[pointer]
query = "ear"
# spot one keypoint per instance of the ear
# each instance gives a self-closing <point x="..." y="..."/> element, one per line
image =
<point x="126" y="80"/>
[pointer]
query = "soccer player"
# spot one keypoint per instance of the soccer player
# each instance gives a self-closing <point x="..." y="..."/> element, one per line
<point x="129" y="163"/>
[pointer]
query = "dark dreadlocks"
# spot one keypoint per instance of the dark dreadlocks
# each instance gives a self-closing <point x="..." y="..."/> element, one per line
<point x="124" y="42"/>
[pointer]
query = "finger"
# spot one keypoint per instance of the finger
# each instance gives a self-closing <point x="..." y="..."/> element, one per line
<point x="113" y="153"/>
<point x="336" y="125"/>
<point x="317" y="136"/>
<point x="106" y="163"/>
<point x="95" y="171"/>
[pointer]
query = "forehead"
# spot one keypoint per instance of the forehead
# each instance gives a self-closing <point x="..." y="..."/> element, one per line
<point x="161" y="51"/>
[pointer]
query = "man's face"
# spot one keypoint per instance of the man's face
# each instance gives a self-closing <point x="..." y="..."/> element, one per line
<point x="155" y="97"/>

- - -

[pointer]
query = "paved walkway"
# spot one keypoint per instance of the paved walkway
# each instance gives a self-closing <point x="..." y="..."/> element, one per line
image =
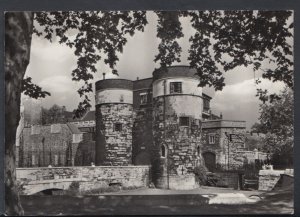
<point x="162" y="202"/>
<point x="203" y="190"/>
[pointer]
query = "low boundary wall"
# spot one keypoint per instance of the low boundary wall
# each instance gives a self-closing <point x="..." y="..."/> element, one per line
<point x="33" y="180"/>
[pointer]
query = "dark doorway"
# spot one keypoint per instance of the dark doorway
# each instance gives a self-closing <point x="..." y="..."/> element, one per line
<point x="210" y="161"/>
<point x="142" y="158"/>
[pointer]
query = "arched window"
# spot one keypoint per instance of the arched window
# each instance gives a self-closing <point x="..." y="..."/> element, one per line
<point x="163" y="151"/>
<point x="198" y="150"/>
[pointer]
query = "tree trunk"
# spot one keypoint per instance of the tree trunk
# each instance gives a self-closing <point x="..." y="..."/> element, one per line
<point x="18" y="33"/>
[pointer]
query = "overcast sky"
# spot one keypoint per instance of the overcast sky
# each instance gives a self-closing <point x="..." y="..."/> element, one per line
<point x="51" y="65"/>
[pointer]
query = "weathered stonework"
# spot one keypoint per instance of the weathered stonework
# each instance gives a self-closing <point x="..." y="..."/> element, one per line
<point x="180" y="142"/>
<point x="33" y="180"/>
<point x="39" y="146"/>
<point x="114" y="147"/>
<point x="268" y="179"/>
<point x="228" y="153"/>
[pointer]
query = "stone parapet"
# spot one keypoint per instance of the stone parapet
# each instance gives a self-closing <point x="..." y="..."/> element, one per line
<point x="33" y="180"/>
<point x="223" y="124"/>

- - -

-- Task statement --
Looking back over the records above, in how many lines does the word "trunk" occur? Give the number alone.

-- Output for this task --
2